Written instruction
Rewrite all of the data below, replacing "drop a marker" with "place a point" and leaving everything else unchanged. Omit the pictures from your answer.

Object location annotation data:
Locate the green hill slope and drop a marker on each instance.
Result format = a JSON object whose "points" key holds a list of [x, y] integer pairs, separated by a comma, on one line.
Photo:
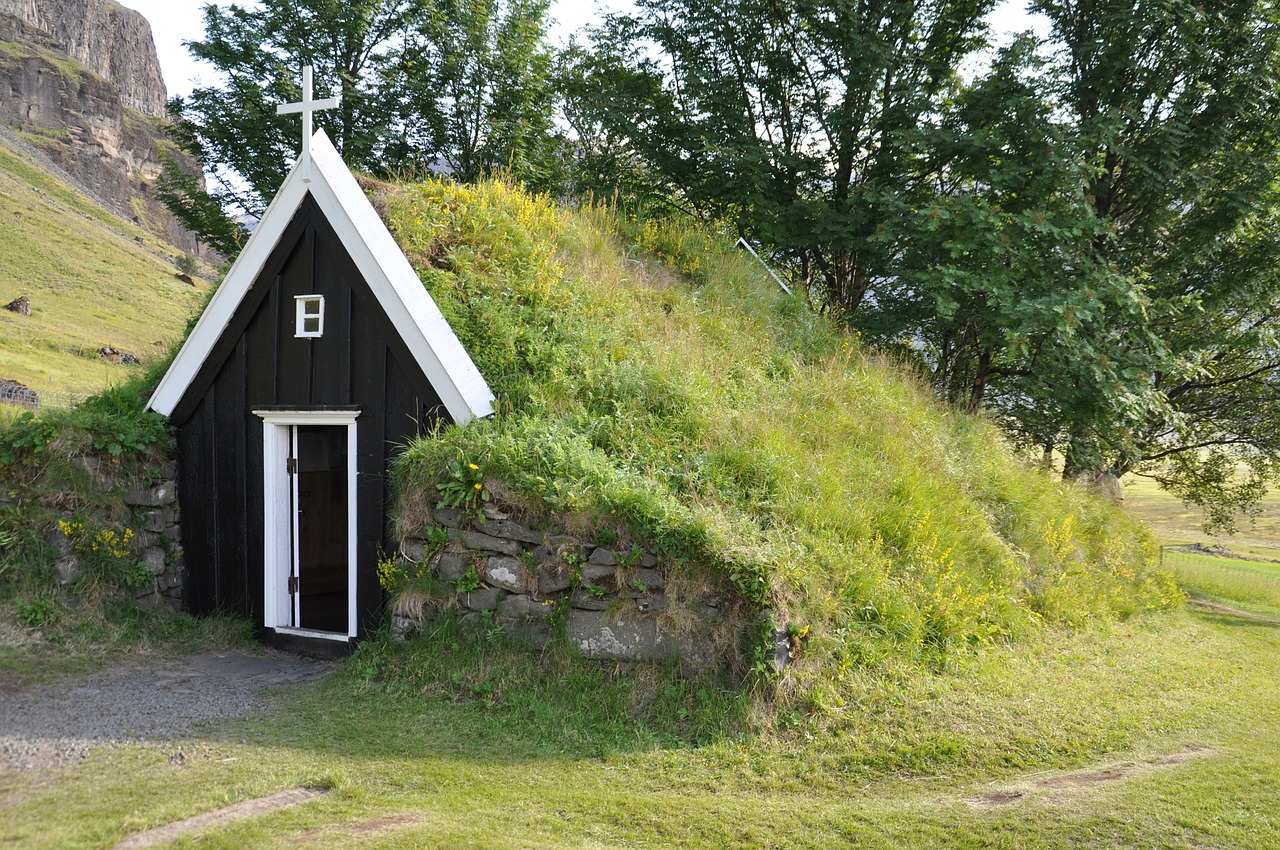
{"points": [[94, 279], [653, 384]]}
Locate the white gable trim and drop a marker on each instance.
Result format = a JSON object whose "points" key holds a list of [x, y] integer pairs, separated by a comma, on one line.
{"points": [[376, 256]]}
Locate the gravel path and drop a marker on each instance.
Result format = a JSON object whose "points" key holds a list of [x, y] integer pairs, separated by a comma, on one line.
{"points": [[50, 725]]}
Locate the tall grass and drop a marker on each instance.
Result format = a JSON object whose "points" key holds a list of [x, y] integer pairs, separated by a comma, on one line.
{"points": [[654, 382]]}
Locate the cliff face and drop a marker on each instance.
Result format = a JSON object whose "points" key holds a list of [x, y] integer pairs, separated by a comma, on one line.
{"points": [[112, 41], [99, 118]]}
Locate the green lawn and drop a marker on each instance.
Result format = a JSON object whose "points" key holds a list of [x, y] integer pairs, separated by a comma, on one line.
{"points": [[1183, 708], [94, 280]]}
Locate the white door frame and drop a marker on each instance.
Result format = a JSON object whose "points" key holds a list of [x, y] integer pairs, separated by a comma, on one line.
{"points": [[279, 520]]}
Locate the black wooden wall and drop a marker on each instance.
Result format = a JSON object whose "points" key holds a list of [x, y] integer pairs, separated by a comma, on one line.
{"points": [[256, 364]]}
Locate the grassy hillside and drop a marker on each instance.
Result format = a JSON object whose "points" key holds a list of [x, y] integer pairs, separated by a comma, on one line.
{"points": [[90, 279], [657, 385]]}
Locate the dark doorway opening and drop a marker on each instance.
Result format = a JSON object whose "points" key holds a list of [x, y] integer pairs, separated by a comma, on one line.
{"points": [[321, 544]]}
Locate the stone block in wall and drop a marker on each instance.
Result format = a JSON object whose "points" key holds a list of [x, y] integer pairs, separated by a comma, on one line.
{"points": [[151, 497], [507, 572], [483, 542], [553, 577], [588, 601], [414, 551], [158, 520], [647, 580], [448, 517], [63, 544], [452, 563], [526, 620], [510, 530], [650, 602], [481, 599], [603, 557], [154, 558], [67, 569], [521, 607], [593, 574], [620, 636], [493, 512]]}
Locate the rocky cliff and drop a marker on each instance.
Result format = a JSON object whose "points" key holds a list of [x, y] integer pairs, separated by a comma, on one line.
{"points": [[81, 83], [112, 41]]}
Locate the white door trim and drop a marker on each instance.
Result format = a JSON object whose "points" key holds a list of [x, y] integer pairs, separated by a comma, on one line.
{"points": [[279, 520]]}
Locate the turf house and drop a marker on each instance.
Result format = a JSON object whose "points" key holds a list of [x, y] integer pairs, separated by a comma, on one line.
{"points": [[319, 353]]}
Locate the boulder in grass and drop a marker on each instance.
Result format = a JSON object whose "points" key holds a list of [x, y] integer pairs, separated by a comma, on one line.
{"points": [[14, 393], [117, 356]]}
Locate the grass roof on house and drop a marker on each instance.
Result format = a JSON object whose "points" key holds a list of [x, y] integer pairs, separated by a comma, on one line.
{"points": [[652, 376]]}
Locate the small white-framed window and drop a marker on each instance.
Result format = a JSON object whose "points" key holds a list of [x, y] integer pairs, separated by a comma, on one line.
{"points": [[310, 316]]}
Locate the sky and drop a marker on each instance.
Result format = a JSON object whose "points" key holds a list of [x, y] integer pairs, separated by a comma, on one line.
{"points": [[177, 21]]}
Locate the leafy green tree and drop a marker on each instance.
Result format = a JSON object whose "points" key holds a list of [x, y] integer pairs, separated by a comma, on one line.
{"points": [[233, 128], [479, 92], [419, 80], [786, 117], [1180, 110]]}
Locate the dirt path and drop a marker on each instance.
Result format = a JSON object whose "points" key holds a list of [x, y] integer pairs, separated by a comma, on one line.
{"points": [[142, 700]]}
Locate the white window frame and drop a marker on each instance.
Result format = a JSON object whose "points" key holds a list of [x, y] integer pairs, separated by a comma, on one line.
{"points": [[302, 314], [280, 521]]}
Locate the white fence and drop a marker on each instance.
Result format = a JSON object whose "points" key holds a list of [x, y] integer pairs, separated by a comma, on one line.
{"points": [[19, 396]]}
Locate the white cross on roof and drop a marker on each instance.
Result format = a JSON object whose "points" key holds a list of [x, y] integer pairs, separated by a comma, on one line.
{"points": [[307, 106]]}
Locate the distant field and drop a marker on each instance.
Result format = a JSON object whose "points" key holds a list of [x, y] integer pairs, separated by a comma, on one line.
{"points": [[1175, 522], [94, 280], [1243, 570]]}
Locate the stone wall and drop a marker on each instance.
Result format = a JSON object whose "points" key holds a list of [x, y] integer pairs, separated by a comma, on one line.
{"points": [[612, 602], [145, 505]]}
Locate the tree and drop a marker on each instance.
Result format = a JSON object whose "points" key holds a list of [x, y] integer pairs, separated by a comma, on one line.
{"points": [[1179, 106], [478, 88], [233, 127], [417, 80], [785, 117]]}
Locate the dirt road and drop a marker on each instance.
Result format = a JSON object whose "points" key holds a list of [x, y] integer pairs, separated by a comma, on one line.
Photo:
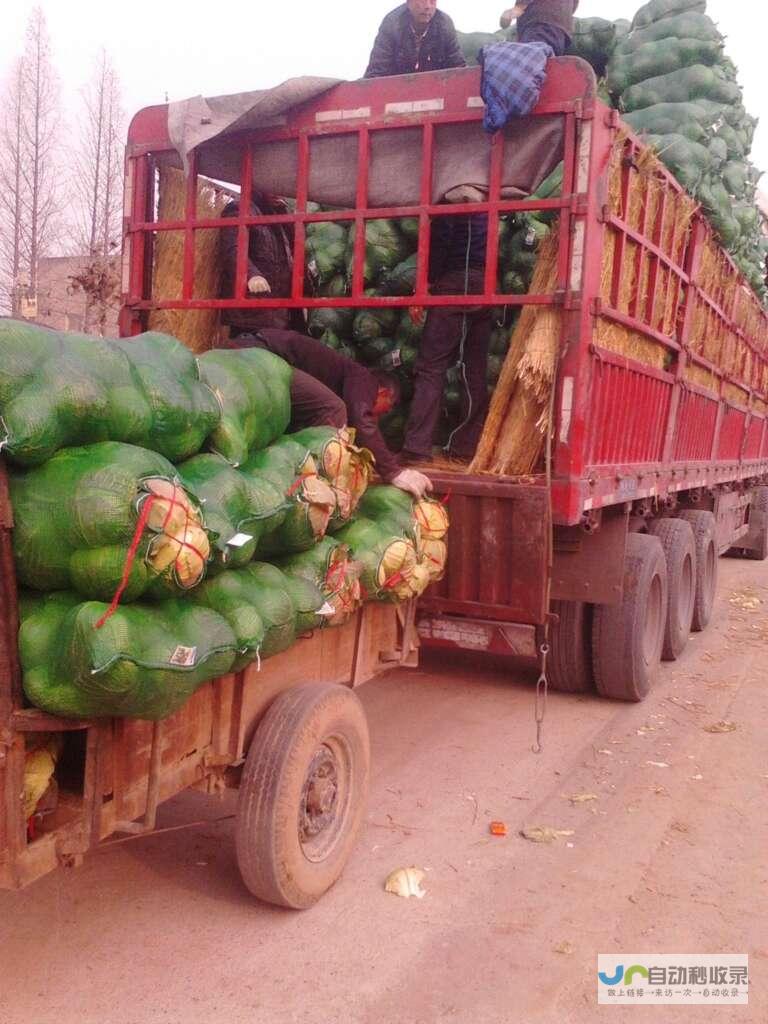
{"points": [[670, 857]]}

Finished answer
Locate the green hill slope and place a point on each instance.
Result format = a JSON object whose "points" key holds a list of [x, y] integer pairs, separated by a comma, on one line.
Photo:
{"points": [[94, 279], [653, 384]]}
Locate the white gable trim and place a point on each instance.
Result format = a JSON object whose "points" key holds a list of [x, y] integer pairs, separated by a comma, on one line.
{"points": [[376, 256]]}
Locate the gravel path and place a point on each instance.
Result format = a JSON object whose "points" key holds a list of [x, y] integer pairs, separated by a comma, on one line.
{"points": [[50, 725]]}
Locate the tall grass and place a point on each instance.
Result format = a JSON object whose "points" key holds a list of [x, y] integer pairs, separated by a comma, on one line.
{"points": [[654, 382]]}
Locate the cliff face and place a point on each instance.
Result format = a JSON object whose "points" key holds a list of [x, y] integer pairs, separated by a comma, on one line.
{"points": [[112, 41], [99, 118]]}
Locate the green lawn and place a point on each instance.
Result format = a JSON object whose "points" key holds a list of [x, y] integer pairs, separated by a comma, on one line.
{"points": [[1183, 708], [94, 280]]}
Locate the white door frame and place a point on each instance.
Result format = a JSON object whose "points" key holds a list of [x, y] integer pairs, separated by a comma, on one line.
{"points": [[279, 520]]}
Locate the black wooden wall and place a point on each instance.
Result format = a JSON object whose "points" key holds a list of [x, y] integer pairs, separated by a comma, on one line.
{"points": [[256, 364]]}
Locate the grassy hillside and place a point on each instance.
Result format = a JSON object whose "points" key holds a list of [x, y] integer pairs, separated by a comma, on one line.
{"points": [[90, 279], [657, 385]]}
Locate the dark doorway opening and place a point on each instance.
Result format = a JSON object whose "points" key holds a list of [x, y] integer pairs, separated by a comma, on one line.
{"points": [[321, 544]]}
Locate the stone block in wall and place a point on each instance.
Result format = a JSON object whose "points" key holds a list of [x, y] integer pairs, separated by a comma, on one line.
{"points": [[151, 497], [507, 572], [483, 542], [553, 577], [588, 601], [414, 551], [158, 520], [647, 580], [448, 517], [63, 544], [452, 563], [526, 620], [510, 530], [650, 602], [481, 599], [603, 557], [154, 558], [67, 569], [521, 607], [593, 574], [620, 636], [493, 512]]}
Locate the rocky cliff and place a point on each instance.
Result format = a JSON object whose "points" key holds a list of [x, y] integer pairs, separated by a comma, on one line.
{"points": [[81, 83], [112, 41]]}
Locate the white door trim and place a point on each instance.
Result format = a JSON object whose "points" key holds a list of [x, y] integer pairs, separated by a comma, on one line.
{"points": [[279, 520]]}
Locate the turf house and place a point on each instance.
Result format = a JSON object whose "points" key holds a list of [x, y] integer pairs, separated by a comma, on one line.
{"points": [[319, 353]]}
Locate the boulder in grass and place a point on each instance.
Result format = a JSON object whose "points" key holds a list of [x, y] integer pairs, separated by a comma, on one line.
{"points": [[14, 393], [117, 356]]}
Locate the grass roof on house and place a point on each instance.
Result format = a JSON object whose "points" key holds a list of [x, y] integer pairs, separated by a comma, on one line.
{"points": [[652, 376]]}
Locate the small white-framed window and place a point on each instance.
Result format = a JSON object whose "points" key holds a list of [x, y] integer pairs, separated by a comma, on one line.
{"points": [[310, 316]]}
Locate the sky and place a point on each instance.
Result format = a JSON object whose "points" key holds a list of [x, y] integer pairs, separated by a comma, on one line.
{"points": [[177, 21]]}
Locate the leafy green tree and place a point on each instance.
Result format = a JSON object whose "points" key holds a list of [x, y] integer pairs, separated by a comma, on one line.
{"points": [[233, 128], [479, 92], [419, 80], [786, 117], [1180, 110]]}
Locate the dirt path and place a point on each instance.
Result format = a JSON object whose "points" key holds a list of [x, y] integer pairs, separated by a comma, on one line.
{"points": [[142, 700]]}
Locate the white window frame and place a point on each instance.
Result format = a JSON object whose "points" key holds a list of [x, y] integer pairs, separated by a comma, on one line.
{"points": [[302, 314], [280, 521]]}
Locate the white fence and place a point on each instance.
Result format = a JSON object whose "points" key holds a list of [x, y] integer pairs, separated by a comma, on one line.
{"points": [[19, 396]]}
Locate the white cross on roof and place a point on each instance.
Result format = a JSON object whose "points" key holds a list of [x, y] integer pairs, separated by a comma, on one line.
{"points": [[307, 106]]}
Locate the distant field and place a point on each instance.
Result format = a JSON object whose "points" key holds a list of [x, y] integer pairs, separated by a comma, on one line.
{"points": [[1175, 522], [94, 280], [1243, 570]]}
Locate the stone wall and place a point on each instance.
Result format = a JSON object whose "points" key holds a list of [x, y] integer pairs, separated by a comma, on one line.
{"points": [[612, 602], [145, 505]]}
Locate the tree and place a point on each instance.
Result format = a JSON object whose "points" key holds a list of [x, y] integer pairs, separated by a comma, on one line.
{"points": [[1179, 106], [478, 88], [233, 127], [417, 80], [785, 117]]}
Locate the dirt road and place a point on each instance.
Result format = a JSON object whose "points" key holds a list of [x, y] integer pairs, separated by a comma, on one line.
Photo:
{"points": [[670, 857]]}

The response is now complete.